### EXERCISE AIM
Would you return every entry, exactly as it is written?

### INPUT MATERIAL
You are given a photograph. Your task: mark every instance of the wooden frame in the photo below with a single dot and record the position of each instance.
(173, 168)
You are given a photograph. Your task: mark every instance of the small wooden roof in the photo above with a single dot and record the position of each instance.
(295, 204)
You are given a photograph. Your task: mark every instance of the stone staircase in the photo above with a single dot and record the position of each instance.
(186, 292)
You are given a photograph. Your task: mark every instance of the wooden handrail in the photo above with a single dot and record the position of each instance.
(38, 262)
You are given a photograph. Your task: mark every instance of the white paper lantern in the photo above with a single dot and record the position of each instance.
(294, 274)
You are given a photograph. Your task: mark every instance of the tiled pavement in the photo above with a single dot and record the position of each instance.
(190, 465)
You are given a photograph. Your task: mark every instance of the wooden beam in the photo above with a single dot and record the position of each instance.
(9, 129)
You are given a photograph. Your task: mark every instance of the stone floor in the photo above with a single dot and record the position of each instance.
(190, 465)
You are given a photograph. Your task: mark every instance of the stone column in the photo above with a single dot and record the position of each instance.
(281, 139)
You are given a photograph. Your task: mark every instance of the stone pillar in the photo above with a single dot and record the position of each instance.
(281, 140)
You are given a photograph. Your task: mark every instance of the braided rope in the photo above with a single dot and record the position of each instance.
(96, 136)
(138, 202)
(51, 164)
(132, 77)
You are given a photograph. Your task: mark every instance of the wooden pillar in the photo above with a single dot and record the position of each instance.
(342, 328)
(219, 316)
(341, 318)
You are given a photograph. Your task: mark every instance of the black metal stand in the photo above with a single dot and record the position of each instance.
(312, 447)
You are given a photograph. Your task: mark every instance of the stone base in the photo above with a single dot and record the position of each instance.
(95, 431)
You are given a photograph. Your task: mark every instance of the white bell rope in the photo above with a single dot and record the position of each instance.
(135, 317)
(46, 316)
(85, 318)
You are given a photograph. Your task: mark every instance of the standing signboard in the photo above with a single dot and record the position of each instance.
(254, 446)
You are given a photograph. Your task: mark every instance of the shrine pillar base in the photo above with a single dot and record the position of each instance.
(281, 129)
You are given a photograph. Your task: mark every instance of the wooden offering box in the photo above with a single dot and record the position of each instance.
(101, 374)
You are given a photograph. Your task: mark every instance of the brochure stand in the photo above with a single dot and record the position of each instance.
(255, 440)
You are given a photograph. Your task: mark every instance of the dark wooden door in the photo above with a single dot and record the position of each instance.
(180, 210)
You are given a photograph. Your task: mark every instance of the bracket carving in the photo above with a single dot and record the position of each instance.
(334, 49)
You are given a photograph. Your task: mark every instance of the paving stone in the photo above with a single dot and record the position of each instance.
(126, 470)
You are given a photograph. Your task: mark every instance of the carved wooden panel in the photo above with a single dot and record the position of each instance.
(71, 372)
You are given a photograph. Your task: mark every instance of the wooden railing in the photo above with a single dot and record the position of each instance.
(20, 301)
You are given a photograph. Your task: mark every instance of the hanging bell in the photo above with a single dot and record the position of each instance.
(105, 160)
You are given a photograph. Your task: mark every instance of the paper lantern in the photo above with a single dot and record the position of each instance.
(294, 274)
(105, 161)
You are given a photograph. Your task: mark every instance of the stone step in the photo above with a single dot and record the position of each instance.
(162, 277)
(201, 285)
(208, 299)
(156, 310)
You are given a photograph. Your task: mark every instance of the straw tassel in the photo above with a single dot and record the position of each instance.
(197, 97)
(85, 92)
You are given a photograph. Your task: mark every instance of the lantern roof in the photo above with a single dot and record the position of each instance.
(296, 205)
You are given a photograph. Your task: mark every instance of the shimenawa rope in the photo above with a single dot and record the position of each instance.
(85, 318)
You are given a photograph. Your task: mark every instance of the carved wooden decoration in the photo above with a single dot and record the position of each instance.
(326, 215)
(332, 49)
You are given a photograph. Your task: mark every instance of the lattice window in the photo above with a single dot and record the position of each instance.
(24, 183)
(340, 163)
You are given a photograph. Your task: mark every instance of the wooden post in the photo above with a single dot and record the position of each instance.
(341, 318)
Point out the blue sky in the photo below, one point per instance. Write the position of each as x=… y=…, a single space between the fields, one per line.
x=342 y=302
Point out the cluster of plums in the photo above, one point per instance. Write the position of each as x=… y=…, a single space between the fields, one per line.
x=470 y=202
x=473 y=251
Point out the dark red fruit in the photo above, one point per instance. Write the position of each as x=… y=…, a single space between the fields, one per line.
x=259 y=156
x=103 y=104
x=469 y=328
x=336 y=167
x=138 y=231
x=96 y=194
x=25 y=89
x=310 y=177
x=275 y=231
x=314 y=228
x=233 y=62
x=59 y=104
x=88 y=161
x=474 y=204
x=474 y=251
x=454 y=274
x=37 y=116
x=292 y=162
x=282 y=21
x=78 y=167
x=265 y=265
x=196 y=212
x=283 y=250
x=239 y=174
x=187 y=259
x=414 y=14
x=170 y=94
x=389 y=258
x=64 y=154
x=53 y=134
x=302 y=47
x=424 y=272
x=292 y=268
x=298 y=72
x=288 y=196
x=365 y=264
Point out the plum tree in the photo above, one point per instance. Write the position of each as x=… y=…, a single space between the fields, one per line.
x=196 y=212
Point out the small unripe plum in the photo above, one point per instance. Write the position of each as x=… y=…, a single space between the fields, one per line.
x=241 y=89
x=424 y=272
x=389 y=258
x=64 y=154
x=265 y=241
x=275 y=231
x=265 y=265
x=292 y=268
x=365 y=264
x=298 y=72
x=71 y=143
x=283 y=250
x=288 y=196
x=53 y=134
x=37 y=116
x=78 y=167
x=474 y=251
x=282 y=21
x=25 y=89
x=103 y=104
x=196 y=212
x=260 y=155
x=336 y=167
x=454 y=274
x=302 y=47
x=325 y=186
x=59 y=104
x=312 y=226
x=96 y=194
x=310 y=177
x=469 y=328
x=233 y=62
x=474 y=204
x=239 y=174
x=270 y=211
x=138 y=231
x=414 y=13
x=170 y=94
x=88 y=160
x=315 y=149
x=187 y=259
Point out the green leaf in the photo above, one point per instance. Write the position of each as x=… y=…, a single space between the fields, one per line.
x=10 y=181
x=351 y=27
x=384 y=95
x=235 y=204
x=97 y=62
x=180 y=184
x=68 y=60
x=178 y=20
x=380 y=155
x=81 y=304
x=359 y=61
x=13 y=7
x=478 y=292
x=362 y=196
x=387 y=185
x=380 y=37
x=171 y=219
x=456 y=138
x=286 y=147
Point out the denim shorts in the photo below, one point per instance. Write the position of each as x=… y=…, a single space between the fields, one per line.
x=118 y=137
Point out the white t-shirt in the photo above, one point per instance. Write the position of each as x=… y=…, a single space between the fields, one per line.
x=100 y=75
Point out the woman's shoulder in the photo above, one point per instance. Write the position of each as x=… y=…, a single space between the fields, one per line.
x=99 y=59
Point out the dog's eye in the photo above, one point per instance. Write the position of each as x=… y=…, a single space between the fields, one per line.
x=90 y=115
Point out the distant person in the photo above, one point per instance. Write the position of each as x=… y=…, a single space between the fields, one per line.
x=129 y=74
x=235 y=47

### RESPONSE
You are given a photograph. Your task: mark every instance of the wooden frame in the photo below with a single dot and record the position of each instance.
(173, 168)
You are given a photograph. Your task: mark every instance of the small wooden roof in the photo above with a single dot and record the position of each instance.
(295, 204)
You are given a photograph. Your task: mark every instance of the stone staircase in the photo above with a single dot and record the position of each instance.
(186, 292)
You are given a photograph. Your task: mark every instance of the wooden handrail in the photo above with a single dot and record the position of each instance.
(38, 262)
You are given a photograph. Your task: mark every instance of the white paper lantern in the photo above with a single dot and record the position of each instance.
(294, 274)
You are given a photograph. Your task: mark every instance of the tiled pavement in the photo above with a single dot and record the position of each instance.
(190, 465)
You are given a photograph. Your task: mark every instance of the wooden beam in the photo above with a single dot and record the position of each instance.
(9, 129)
You are given a photograph. Your task: mark every instance of the stone floor in the photo above with a single dot and record the position of each instance.
(190, 465)
You are given a photograph. Your task: mark every instance of the stone column in the photo above with a single dot and record the position of each instance.
(281, 139)
You are given a photograph. Your task: mark every instance of the stone pillar in the photo above with a single dot and record the position of each instance.
(281, 140)
You are given a photograph. Your task: mark every instance of the braided rope in the photo above with a single dot and record the position of each instance.
(96, 136)
(138, 202)
(51, 164)
(132, 77)
You are given a photograph. Your task: mark every instance of the wooden pillar in the photo above with a single dot and record the position of each instance.
(342, 328)
(219, 316)
(341, 318)
You are given a photograph. Your task: mark every instance of the black metal stand in the photo above with a single dot and record the position of each instance.
(312, 447)
You are given a photograph. Your task: mark every instance of the stone base in the photo above with a single dot and record the position of each instance.
(95, 431)
You are given a photograph. Your task: mark every instance of the white bell rope in the photo above with a single dot and record the position of each instance.
(135, 317)
(46, 316)
(85, 318)
You are given a photograph. Your task: mark every instance of the standing signboard in the photo above with a single dot and record the position of each instance.
(254, 446)
You are given a photograph. Your task: mark every instance of the shrine pillar base in the photo above with a single dot and record the position of each instance.
(281, 129)
You are given a photograph. Your task: mark every instance of the wooden offering box in the photo above with a single dot and record the position of each instance.
(101, 374)
You are given a photograph. Your task: mark every instance of the brochure stand in the photo above with a single dot and record the position of each instance.
(255, 440)
You are given a photograph. Your task: mark every instance of the dark wooden door in the photo above with a single dot and record the position of each instance.
(180, 210)
You are given a photograph. Your task: mark every instance of the bracket carving in the photo above with a single dot and record the position of each instance.
(334, 49)
You are given a photograph. Your task: mark every instance of the paving stone in the photo above with a single dot and record the position of each instance.
(126, 470)
You are given a photograph. Your task: mark every instance of the carved wooden panel in the photo above with a single dot and record the position of each instance.
(71, 372)
You are given a photograph. Your task: mark every instance of the wooden railing in the photo above with a single dot and record the position of each instance.
(20, 301)
You are given a photograph. Your task: mark every instance of the hanging bell in the photo above with a single dot and record the position of each instance.
(105, 160)
You are given a photograph. Your task: mark every instance of the paper lantern in the photo above with a single dot and record the position of each instance.
(294, 274)
(105, 161)
You are given a photograph. Your task: mark every instance of the stone step in the photo above with a single dot and record the position of each instance.
(162, 277)
(201, 285)
(208, 299)
(156, 310)
You are given a photograph. Your task: mark every instance of the straw tassel in the photo above with a single dot and record the position of each instance.
(197, 97)
(85, 92)
You are given a photograph. Your task: mark every instance of the lantern roof in the photo above with a single dot and record the position of each instance.
(296, 205)
You are given a photograph. Your task: mark every instance of the shimenawa rope in the photo above with a single dot and record the position of each instance.
(85, 318)
You are given a photograph. Your task: mark every instance of the carved wooden decoration in the photo above with a single dot and record the position of each instance.
(326, 215)
(332, 49)
You are given a photograph. Your task: mark every instance of the lattice window in the photo above with a single dot and record the position of each instance.
(24, 183)
(340, 163)
You are given a photograph. Your task: mark every instance of the wooden post in the photo above with a single dot and record the position of each instance.
(341, 318)
Point out the blue sky in the photo below, one point per instance. Write the position of each as x=… y=…, a single space between the fields, one per line.
x=342 y=302
Point out the cluster of plums in the photo above, one point per instance. Write the position of each as x=… y=…, a single space between the fields, one per line.
x=470 y=202
x=473 y=251
Point out the dark red fruit in the photo above, one point per instance. Write the position of each as x=… y=…, a single space between the fields, one per line.
x=259 y=156
x=103 y=104
x=469 y=328
x=336 y=167
x=138 y=231
x=96 y=194
x=25 y=89
x=310 y=177
x=275 y=231
x=314 y=228
x=233 y=62
x=59 y=104
x=88 y=161
x=474 y=204
x=474 y=251
x=454 y=274
x=37 y=116
x=292 y=162
x=282 y=21
x=78 y=167
x=265 y=265
x=196 y=212
x=283 y=250
x=239 y=174
x=187 y=259
x=414 y=14
x=170 y=94
x=389 y=258
x=64 y=154
x=53 y=134
x=302 y=47
x=424 y=272
x=292 y=268
x=298 y=72
x=288 y=196
x=365 y=264
Point out the plum tree in the photo above, one point per instance. Write the position of each as x=… y=…, a single space between the fields, one per line.
x=196 y=212
Point out the small unripe plum in the photo above, one point per instance. Write the position of each as x=… y=…, a single space between the fields, one per line.
x=241 y=89
x=424 y=272
x=389 y=258
x=64 y=154
x=265 y=241
x=275 y=231
x=265 y=265
x=292 y=268
x=365 y=264
x=298 y=72
x=71 y=143
x=283 y=250
x=288 y=196
x=53 y=134
x=37 y=116
x=78 y=167
x=474 y=251
x=282 y=21
x=25 y=89
x=103 y=104
x=196 y=212
x=260 y=155
x=336 y=167
x=454 y=274
x=302 y=47
x=325 y=186
x=59 y=104
x=312 y=226
x=96 y=194
x=310 y=177
x=469 y=328
x=233 y=62
x=474 y=204
x=239 y=174
x=270 y=211
x=138 y=231
x=414 y=13
x=170 y=94
x=88 y=160
x=315 y=149
x=187 y=259
Point out the green leaf in the photo above, one point per instance. Write the position of each as x=… y=…, a single space between the fields, one per line.
x=10 y=181
x=351 y=27
x=384 y=95
x=235 y=204
x=97 y=62
x=180 y=184
x=68 y=60
x=178 y=20
x=380 y=155
x=81 y=304
x=359 y=61
x=13 y=7
x=478 y=292
x=362 y=196
x=387 y=185
x=380 y=37
x=171 y=219
x=456 y=138
x=286 y=147
Point out the denim shorts in the photo below, one point per instance. Write the position of each as x=… y=…, a single space between the fields, one per line.
x=118 y=137
Point out the white t-shirt in the photo above, one point per instance. Write the position of each as x=… y=…, a single space between the fields, one per line.
x=100 y=75
Point out the woman's shoulder in the photo above, one point per instance. Write the position of each as x=… y=…, a single space between the fields, one per line.
x=99 y=59
Point out the dog's eye in the photo above, one point per instance. Write the position of each as x=… y=…, a single space between the fields, one per line.
x=90 y=115
Point out the distant person in the photo above, one point per instance. Write the position of each as x=… y=…, a single space between the fields, one per line.
x=129 y=74
x=235 y=47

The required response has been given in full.